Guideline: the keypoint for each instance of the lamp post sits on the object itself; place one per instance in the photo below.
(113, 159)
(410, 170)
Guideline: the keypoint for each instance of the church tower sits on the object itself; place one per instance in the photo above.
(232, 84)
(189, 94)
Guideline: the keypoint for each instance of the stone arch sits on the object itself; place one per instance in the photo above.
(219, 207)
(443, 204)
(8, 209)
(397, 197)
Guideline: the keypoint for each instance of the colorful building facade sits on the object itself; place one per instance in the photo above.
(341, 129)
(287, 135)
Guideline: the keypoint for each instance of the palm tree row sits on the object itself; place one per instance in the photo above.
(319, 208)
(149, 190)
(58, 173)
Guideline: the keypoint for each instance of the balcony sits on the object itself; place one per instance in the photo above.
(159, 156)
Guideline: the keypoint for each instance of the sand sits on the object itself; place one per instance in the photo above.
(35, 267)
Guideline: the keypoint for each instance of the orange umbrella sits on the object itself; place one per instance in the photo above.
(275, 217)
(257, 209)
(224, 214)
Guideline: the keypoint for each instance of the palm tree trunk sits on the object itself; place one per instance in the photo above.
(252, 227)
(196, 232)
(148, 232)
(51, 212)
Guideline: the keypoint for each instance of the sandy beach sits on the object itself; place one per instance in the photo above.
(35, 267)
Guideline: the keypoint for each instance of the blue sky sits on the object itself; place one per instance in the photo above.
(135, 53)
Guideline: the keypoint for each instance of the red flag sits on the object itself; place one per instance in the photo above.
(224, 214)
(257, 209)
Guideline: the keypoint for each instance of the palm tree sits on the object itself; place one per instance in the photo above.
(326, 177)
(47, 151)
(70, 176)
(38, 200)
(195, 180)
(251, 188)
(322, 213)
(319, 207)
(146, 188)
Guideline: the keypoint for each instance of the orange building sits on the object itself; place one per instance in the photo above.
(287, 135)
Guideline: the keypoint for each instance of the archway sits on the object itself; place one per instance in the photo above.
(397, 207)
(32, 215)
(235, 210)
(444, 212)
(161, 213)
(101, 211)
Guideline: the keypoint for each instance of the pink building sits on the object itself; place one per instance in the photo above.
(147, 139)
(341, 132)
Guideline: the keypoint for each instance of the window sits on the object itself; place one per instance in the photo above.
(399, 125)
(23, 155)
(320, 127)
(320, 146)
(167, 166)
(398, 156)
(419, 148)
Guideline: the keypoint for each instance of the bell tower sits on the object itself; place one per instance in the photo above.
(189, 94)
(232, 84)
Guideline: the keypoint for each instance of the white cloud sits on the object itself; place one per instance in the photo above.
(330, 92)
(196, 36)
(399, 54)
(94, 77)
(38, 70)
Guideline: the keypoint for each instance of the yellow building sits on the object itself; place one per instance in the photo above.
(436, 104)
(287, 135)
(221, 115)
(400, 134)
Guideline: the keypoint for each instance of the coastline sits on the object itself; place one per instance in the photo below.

How to complete this task: Transcribe each line of the material without any alteration.

Answer for this exercise:
Guideline: the keypoint for each instance of the lamp post sits on the object itself; place one per instance in the photo below.
(113, 159)
(410, 170)
Guideline: the keypoint for each instance of the church tower sits on the object itself; place one per instance in the photo above.
(232, 84)
(189, 94)
Guideline: the keypoint for each instance of the stone arch sits on the object itself; place one per instance in the photo above.
(219, 207)
(443, 204)
(8, 209)
(397, 197)
Guideline: the keypoint for each instance of the colorful building facade sits on the object itself; place one per instance in the photo above.
(341, 129)
(287, 135)
Guideline: the keypoint for each instance of the palm tree row sits on the object itself; place one per instance in the photo above.
(319, 208)
(149, 190)
(58, 173)
Guideline: the keypoint for each instance of the balcony sits on the object itself; place one per instance in the photo above.
(159, 156)
Guideline: the keypoint for each instance of the sand sits on the object itself; place one per instance in the photo above.
(35, 267)
Guideline: the keypoint for each instance of the orange umbrella sits on the object itself; place one per instance in the photo above.
(275, 217)
(257, 209)
(224, 214)
Guideline: the keypoint for each instance of the palm tree trunk sits on the object itself; place one per instance in the photo above.
(252, 227)
(196, 232)
(148, 232)
(51, 212)
Guideline: the keypoint for each instance of the sandy beach sits on the object itself; place one per instance in the photo above.
(35, 267)
Guideline: the keypoint for each instance of the blue sky sits on the object itself; place one per instance in the photo above.
(135, 53)
Guideline: the keypoint for each instance of the red flag sits on the object itself; place one per instance in the photo above.
(224, 214)
(257, 209)
Guideline: the keypoint for each instance of the palm tree sits on the object itself; place one per instance in the photo above.
(326, 177)
(47, 151)
(70, 176)
(38, 200)
(195, 180)
(251, 188)
(322, 213)
(319, 207)
(146, 188)
Guideline: the keypoint for each instance of the orange building sits on the object itself; place one per instance in the photo above.
(287, 135)
Guideline: the keypoint for each instance of the archway sits on the object itself; place one per instance in the photo above.
(397, 207)
(32, 215)
(235, 210)
(444, 212)
(161, 213)
(101, 211)
Guideline: the keypoint for each instance of the pink building sits on the object itself; place one per instance in the photo above.
(147, 139)
(341, 132)
Guideline: the keypoint for each instance of the window sits on the object itself; place one per instance in the photo above.
(399, 125)
(23, 155)
(320, 127)
(320, 146)
(167, 166)
(398, 156)
(419, 148)
Guideline: the keypoint for each instance of the bell tower sits on the object itself; place one per instance in the photo above.
(189, 94)
(232, 84)
Guideline: the keypoint for each instance of the white cloud sits on the object itself; place one per instance in the photo above.
(330, 92)
(196, 36)
(399, 54)
(94, 77)
(38, 70)
Guideline: the keypoint for each instance of the yellow building sits on the object itself; place one per instance in the photo above.
(436, 104)
(287, 135)
(221, 115)
(400, 134)
Guideline: the keypoint for each instance of the coastline sits on the object itself; place one per instance in the photo below.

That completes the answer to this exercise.